BEGIN DATA TO PROCESS

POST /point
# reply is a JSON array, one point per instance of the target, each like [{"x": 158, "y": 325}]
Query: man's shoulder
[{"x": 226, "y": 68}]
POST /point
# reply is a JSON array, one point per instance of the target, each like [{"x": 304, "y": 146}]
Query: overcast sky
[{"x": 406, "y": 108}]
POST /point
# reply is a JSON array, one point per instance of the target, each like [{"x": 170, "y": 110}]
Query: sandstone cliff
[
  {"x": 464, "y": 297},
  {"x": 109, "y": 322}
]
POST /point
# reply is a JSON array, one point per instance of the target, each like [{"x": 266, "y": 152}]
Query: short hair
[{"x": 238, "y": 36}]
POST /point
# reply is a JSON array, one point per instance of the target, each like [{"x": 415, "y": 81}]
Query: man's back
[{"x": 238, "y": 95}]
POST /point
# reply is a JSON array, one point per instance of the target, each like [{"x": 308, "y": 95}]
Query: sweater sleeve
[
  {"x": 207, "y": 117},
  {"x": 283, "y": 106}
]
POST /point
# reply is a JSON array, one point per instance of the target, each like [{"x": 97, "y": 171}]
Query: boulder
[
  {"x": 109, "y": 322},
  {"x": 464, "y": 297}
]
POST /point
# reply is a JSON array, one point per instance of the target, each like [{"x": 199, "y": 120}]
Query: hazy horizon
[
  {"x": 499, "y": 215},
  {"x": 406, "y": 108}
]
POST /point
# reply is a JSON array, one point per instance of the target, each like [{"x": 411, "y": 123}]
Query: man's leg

END DATA TO PROCESS

» **WORK TO COMPLETE**: Please rewrite the rows above, replacing each "Query" with "Prompt" and keeping everything else the same.

» **WRITTEN RESPONSE**:
POST /point
# reply is a JSON array, one point per instance of the target, each like [{"x": 158, "y": 325}]
Prompt: man's shoulder
[{"x": 226, "y": 68}]
POST /point
# reply is a JSON array, one point per instance of the target, each like [{"x": 304, "y": 146}]
Prompt: overcast sky
[{"x": 406, "y": 108}]
POST /point
# reply is a JSON array, one point per instance of the target, each like [{"x": 170, "y": 110}]
Prompt: sandstone cliff
[
  {"x": 464, "y": 297},
  {"x": 109, "y": 322}
]
POST /point
# reply is a JSON array, one point per instance of the target, each like [{"x": 266, "y": 152}]
Prompt: short hair
[{"x": 238, "y": 36}]
POST /point
# reply is a JSON array, one point per instance of the target, each like [{"x": 415, "y": 81}]
Prompt: man's back
[{"x": 238, "y": 95}]
POST /point
# reply is a JSON array, one point per instance of the target, each like [{"x": 308, "y": 95}]
Prompt: sweater sleeve
[
  {"x": 207, "y": 117},
  {"x": 283, "y": 106}
]
POST /point
# reply is a JSON array, one point per instance of the target, each like [{"x": 97, "y": 171}]
Prompt: boulder
[
  {"x": 109, "y": 322},
  {"x": 464, "y": 297}
]
POST /point
# reply is a JSON array, one point per instance of the target, each like [{"x": 199, "y": 120}]
Prompt: hazy horizon
[
  {"x": 499, "y": 215},
  {"x": 406, "y": 108}
]
POST /point
# reply is a JSON array, one point per instance of the target, each like [{"x": 411, "y": 123}]
Prompt: man's leg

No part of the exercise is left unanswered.